Every picture is to be removed, and all the data is to be copied exactly.

─── Source data ───

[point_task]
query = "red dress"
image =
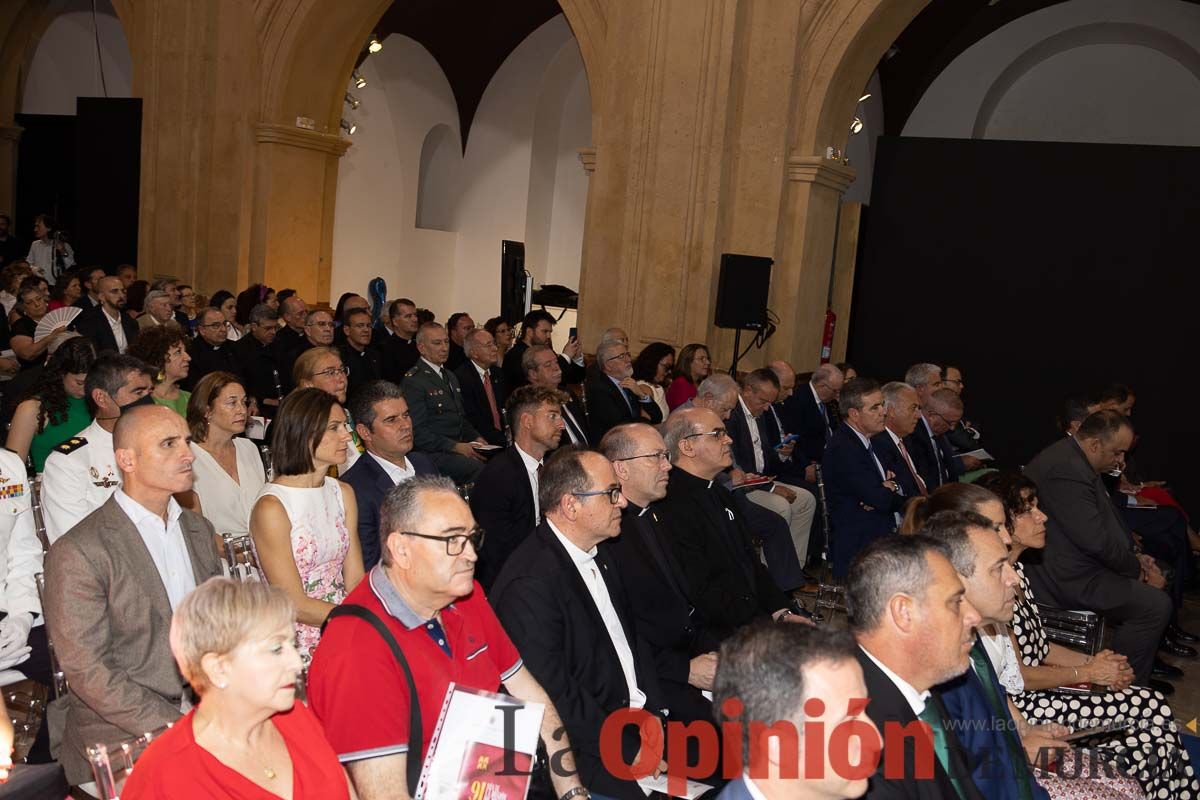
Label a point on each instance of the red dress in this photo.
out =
(175, 768)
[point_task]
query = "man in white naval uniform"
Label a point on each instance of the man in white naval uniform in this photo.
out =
(81, 474)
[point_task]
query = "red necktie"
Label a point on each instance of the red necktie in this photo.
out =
(491, 402)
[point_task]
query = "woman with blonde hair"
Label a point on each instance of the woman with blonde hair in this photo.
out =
(250, 738)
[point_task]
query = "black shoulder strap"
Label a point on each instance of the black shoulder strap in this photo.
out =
(414, 708)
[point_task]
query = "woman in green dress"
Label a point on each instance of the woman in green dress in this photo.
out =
(165, 348)
(55, 408)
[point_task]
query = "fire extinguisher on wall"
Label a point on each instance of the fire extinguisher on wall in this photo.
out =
(827, 337)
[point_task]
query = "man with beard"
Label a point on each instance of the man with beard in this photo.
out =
(112, 583)
(82, 473)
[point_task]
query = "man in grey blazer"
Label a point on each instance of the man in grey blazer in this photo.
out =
(112, 583)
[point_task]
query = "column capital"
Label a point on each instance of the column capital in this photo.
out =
(294, 137)
(823, 172)
(588, 158)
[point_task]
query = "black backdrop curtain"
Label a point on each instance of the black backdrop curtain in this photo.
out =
(1043, 270)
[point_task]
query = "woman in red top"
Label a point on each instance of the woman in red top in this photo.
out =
(250, 738)
(691, 367)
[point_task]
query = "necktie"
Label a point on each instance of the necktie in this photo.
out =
(941, 749)
(1017, 753)
(904, 451)
(491, 402)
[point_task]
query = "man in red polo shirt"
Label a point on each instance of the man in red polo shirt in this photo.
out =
(425, 593)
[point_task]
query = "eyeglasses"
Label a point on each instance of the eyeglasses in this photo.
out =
(613, 493)
(663, 457)
(456, 542)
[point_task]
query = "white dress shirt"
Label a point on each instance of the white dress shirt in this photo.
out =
(532, 465)
(586, 563)
(165, 540)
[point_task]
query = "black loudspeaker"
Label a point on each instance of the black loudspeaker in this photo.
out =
(742, 292)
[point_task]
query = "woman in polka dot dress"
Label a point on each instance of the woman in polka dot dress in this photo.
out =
(1150, 749)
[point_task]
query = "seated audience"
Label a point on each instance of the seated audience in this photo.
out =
(256, 361)
(708, 537)
(773, 671)
(82, 473)
(653, 368)
(435, 400)
(108, 324)
(538, 328)
(112, 584)
(907, 609)
(612, 395)
(544, 370)
(683, 645)
(55, 409)
(385, 428)
(504, 499)
(424, 595)
(864, 499)
(358, 354)
(210, 350)
(691, 367)
(1161, 764)
(484, 389)
(228, 469)
(233, 643)
(1091, 560)
(571, 619)
(165, 350)
(305, 523)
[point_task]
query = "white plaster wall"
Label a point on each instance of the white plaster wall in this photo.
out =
(520, 178)
(1107, 71)
(65, 65)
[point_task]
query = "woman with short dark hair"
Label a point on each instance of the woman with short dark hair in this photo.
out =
(305, 523)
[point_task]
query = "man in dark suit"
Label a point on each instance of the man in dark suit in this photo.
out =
(504, 498)
(538, 328)
(543, 368)
(772, 671)
(384, 427)
(612, 395)
(435, 400)
(107, 325)
(708, 535)
(864, 498)
(567, 609)
(1091, 560)
(210, 350)
(915, 627)
(400, 349)
(484, 389)
(684, 647)
(807, 414)
(901, 411)
(255, 359)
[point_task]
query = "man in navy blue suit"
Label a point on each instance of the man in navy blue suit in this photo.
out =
(863, 495)
(381, 419)
(773, 671)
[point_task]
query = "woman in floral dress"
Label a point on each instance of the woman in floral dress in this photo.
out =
(305, 523)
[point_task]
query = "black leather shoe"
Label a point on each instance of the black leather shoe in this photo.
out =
(1163, 669)
(1176, 633)
(1176, 649)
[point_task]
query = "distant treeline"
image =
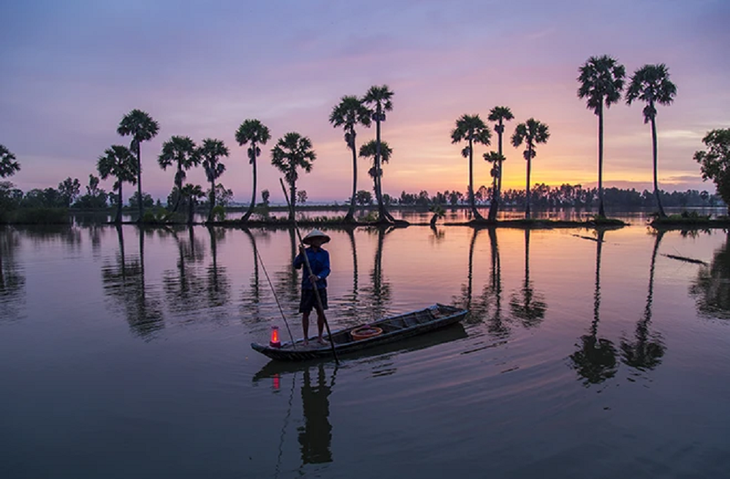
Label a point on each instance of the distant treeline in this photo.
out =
(544, 196)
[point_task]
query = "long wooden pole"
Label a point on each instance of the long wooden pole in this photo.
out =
(309, 269)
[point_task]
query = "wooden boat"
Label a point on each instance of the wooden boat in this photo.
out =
(382, 331)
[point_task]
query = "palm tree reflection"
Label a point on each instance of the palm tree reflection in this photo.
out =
(12, 281)
(353, 307)
(465, 300)
(647, 349)
(711, 289)
(595, 361)
(252, 297)
(528, 305)
(124, 282)
(219, 287)
(315, 436)
(495, 324)
(379, 289)
(184, 286)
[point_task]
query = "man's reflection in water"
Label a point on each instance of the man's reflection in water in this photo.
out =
(315, 438)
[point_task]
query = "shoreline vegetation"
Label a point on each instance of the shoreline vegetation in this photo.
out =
(602, 83)
(161, 217)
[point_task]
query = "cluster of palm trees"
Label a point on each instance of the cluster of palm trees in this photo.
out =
(291, 153)
(473, 129)
(602, 83)
(8, 165)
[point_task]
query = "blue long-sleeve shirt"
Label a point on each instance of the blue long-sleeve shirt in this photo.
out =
(320, 262)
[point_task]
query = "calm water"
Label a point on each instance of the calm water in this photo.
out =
(125, 353)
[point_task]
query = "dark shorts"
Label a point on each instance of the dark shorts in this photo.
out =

───

# [Result of the exercise]
[point_task]
query = "red dress"
image =
Label a point on each instance of the red dress in this photo.
out =
(175, 768)
[point_task]
query = "man in white naval uniform"
Label a point on each instance of the man in white naval uniform in this photo.
out =
(81, 474)
[point_task]
query = "red necktie"
Label a point on each instance of the red necktie in this photo.
out =
(491, 402)
[point_task]
query = "woman with blonde hair"
Label a point on each instance of the woman with blonde hair in this photo.
out =
(250, 738)
[point_task]
query = "black shoulder strap"
Label a point on each instance of the black shoulder strap in this photo.
out =
(414, 708)
[point_task]
query = "woman in green dress"
Label a point on each instance of the woman in green dress in this photo.
out =
(165, 348)
(55, 408)
[point_task]
query = "fire extinguisher on wall"
Label a point on each instance of the fire extinguisher on wall in this photo.
out =
(827, 337)
[point_task]
query = "man with beard"
Label a point on each instance of the man with beard in this photo.
out =
(112, 583)
(82, 473)
[point_task]
query = "man in grey blazer"
Label a point on each instance of the man in grey blazer in this photo.
out =
(112, 583)
[point_task]
query = "column capital"
Label a point on each instance of the column capital in this photo.
out =
(294, 137)
(823, 172)
(588, 158)
[point_task]
query = "black backdrop curtain"
Label a point on each instance of the black backdrop curtain in this photo.
out =
(1043, 270)
[point_task]
query = "woman in red top"
Label a point on each instance of the woman in red top in this photo.
out =
(250, 738)
(691, 367)
[point_task]
query = "necktie"
Label a point on each instance of the necktie in this photo.
out =
(941, 749)
(1017, 753)
(904, 451)
(491, 402)
[point_task]
query = "man in red polo shirt"
Label a point on each instance of the man in red polo shirt in this photo.
out =
(425, 593)
[point_task]
query = "eyeglasses"
Label a point on each instance of the eyeglasses in this photo.
out =
(613, 493)
(663, 457)
(456, 542)
[point_task]
query = "white dress shirt"
Label a point on each instance of the white dress shirt in this photo.
out =
(532, 465)
(586, 563)
(165, 540)
[point_task]
query = "black loudspeaker"
Label a point on each instance of the black loudspeaker in this photo.
out =
(742, 292)
[point_task]
query = "woman in polka dot dress"
Label a point on each instance of the woman in polka dot dress in this photo.
out =
(1150, 749)
[point_task]
query = "seated audience"
Label a point on each instance of the seated audience in this photo.
out =
(256, 361)
(708, 537)
(773, 671)
(82, 473)
(653, 368)
(435, 400)
(108, 324)
(538, 328)
(112, 584)
(907, 609)
(612, 395)
(544, 370)
(683, 645)
(55, 409)
(385, 428)
(504, 499)
(424, 595)
(864, 499)
(358, 354)
(210, 350)
(691, 367)
(1161, 764)
(484, 389)
(228, 469)
(233, 643)
(1091, 560)
(571, 619)
(165, 350)
(305, 523)
[point_task]
query = "white plaster wall"
Label a point on each instance of the white plaster wall in this photo.
out =
(520, 178)
(1107, 71)
(65, 65)
[point_task]
query = "woman with short dark hair"
Label a point on each instance of the woman with short dark hair in this photo.
out =
(305, 523)
[point_task]
query = "man in dark suit"
Label a point on each instance of the man in dark suit in this photo.
out =
(504, 498)
(538, 328)
(543, 368)
(772, 671)
(384, 427)
(612, 395)
(435, 400)
(107, 325)
(708, 535)
(864, 498)
(567, 609)
(1091, 560)
(210, 350)
(915, 627)
(400, 349)
(484, 389)
(684, 647)
(807, 414)
(901, 411)
(255, 359)
[point_task]
query = "man in navy blue suit"
Label a point on each instance of the man in navy blue suit in this photo.
out =
(863, 495)
(381, 419)
(773, 671)
[point_task]
query = "woman in floral dress"
Label a point on each instance of the woman in floral dress in this photo.
out =
(305, 523)
[point_task]
query = "black leather shoe"
Label a point on each instance of the black leather shoe in this photo.
out =
(1163, 669)
(1176, 633)
(1176, 649)
[point_task]
query = "distant treeline"
image =
Label a point on each instance of the distant treeline in this photo.
out =
(544, 196)
[point_task]
query = "long wooden pole"
Label a point on each instance of the long wooden pole in this photo.
out =
(309, 269)
[point_task]
query = "wooden boat"
Label a point on each instance of the wooden boat in this photo.
out =
(382, 331)
[point_task]
query = "palm tree reflection"
Label a point on each instance of the palm tree reflection in this photo.
out =
(12, 281)
(353, 307)
(465, 300)
(647, 349)
(711, 289)
(595, 361)
(252, 297)
(528, 305)
(124, 282)
(219, 287)
(315, 436)
(495, 324)
(379, 289)
(184, 286)
[point_task]
query = "man's reflection in water"
Label a point on each instance of the man's reflection in water in this photo.
out =
(315, 438)
[point_task]
query = "shoreline vegetation"
Label a point on each instance of the shoreline vegetation in this photo.
out =
(602, 83)
(161, 217)
[point_task]
query = "cluster of palm trees"
Label a point on each instance of the cluster of palm trees in this photo.
out =
(291, 153)
(473, 129)
(602, 83)
(8, 165)
[point_task]
query = "blue long-sleeve shirt"
Label a point on each instance of the blue long-sleeve shirt in this photo.
out =
(320, 262)
[point_task]
query = "calm water"
Label a point on each instance of the calm water in this photo.
out =
(125, 353)
[point_task]
query = "dark shorts"
Label a point on each instance of the dark shorts in this photo.
out =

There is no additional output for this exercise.